# [DIRECTION]
Can you print the data exactly and leave out each image?

[Labeled-object pointing entries]
•••
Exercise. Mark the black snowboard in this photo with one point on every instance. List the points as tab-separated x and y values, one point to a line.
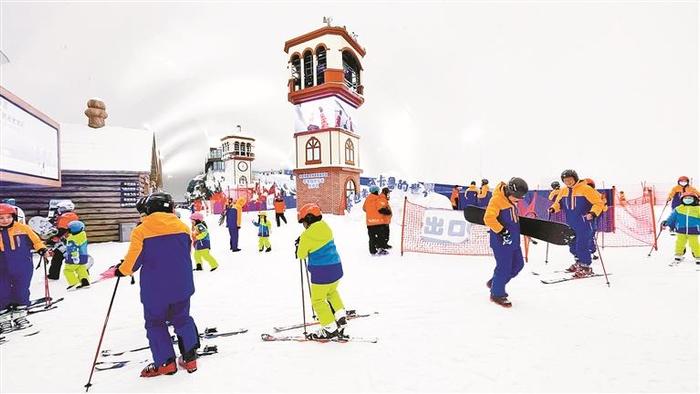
552	232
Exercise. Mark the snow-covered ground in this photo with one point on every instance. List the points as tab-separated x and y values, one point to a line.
437	329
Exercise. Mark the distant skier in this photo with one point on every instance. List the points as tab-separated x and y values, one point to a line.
263	226
685	220
581	205
280	207
501	217
16	266
76	270
484	195
161	246
471	193
454	197
374	220
201	243
316	244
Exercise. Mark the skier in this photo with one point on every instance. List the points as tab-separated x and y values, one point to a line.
683	186
202	243
581	205
316	244
280	207
263	226
374	220
685	220
386	213
16	266
454	197
234	213
556	187
65	214
484	194
501	217
75	270
470	193
161	246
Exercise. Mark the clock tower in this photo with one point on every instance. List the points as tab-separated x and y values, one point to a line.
325	89
238	154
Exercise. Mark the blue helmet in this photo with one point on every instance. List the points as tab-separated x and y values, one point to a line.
76	226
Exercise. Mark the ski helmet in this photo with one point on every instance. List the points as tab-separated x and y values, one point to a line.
197	216
309	212
65	206
689	198
76	226
158	202
569	174
516	187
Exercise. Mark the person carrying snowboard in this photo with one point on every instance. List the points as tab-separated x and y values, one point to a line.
581	204
685	220
316	244
160	247
501	217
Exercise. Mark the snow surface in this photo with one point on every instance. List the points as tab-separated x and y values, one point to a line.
437	329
•••
# [FINAL RESULT]
Exercise. Mark the black snowboard in this photo with one point on every instance. List the points as tab-separated x and y values, one point to a line.
552	232
Exercise. Mark the snow-covered ground in this photo with one point on every instance. List the points as tab-separated x and y values, one point to a line.
437	329
Exercise. Mark the distant skier in this photo with one point on every instance. List the points as tab-separated x and y values, one point to a line.
263	226
685	220
581	205
280	207
501	217
16	266
76	270
484	195
161	246
471	193
454	197
374	220
201	243
316	244
Exercise. Mark the skier in this photo with one point on every instance. List the points as tab-separated x and y values, one point to a line.
683	186
202	243
581	205
316	244
280	207
263	226
374	220
685	220
386	213
16	266
454	197
234	213
556	187
65	214
484	194
501	217
75	270
470	193
161	246
Exercise. Mark the clock tower in this photo with one point on every instance. List the points as tab-separated x and y values, one point to a line.
325	89
238	154
Exercise. Mark the blue helmet in this photo with one point on every instance. List the points as tab-separated x and y values, one point to a line.
76	226
Exercise. Mark the ski helmet in this photo with one point on every instance. List the points as tab-separated x and y values, one point to a line.
197	216
309	212
65	206
689	198
76	226
158	202
569	174
516	187
Exercise. Mark the person carrying snowboard in this photo with one point on every instance. List the points as tab-separated x and y values, one point to a line.
581	204
685	220
316	244
160	247
501	217
Exercise. Mark the snow surface in this photo with one point on every instance. List the points as tab-separated x and y values, one point to a line.
437	329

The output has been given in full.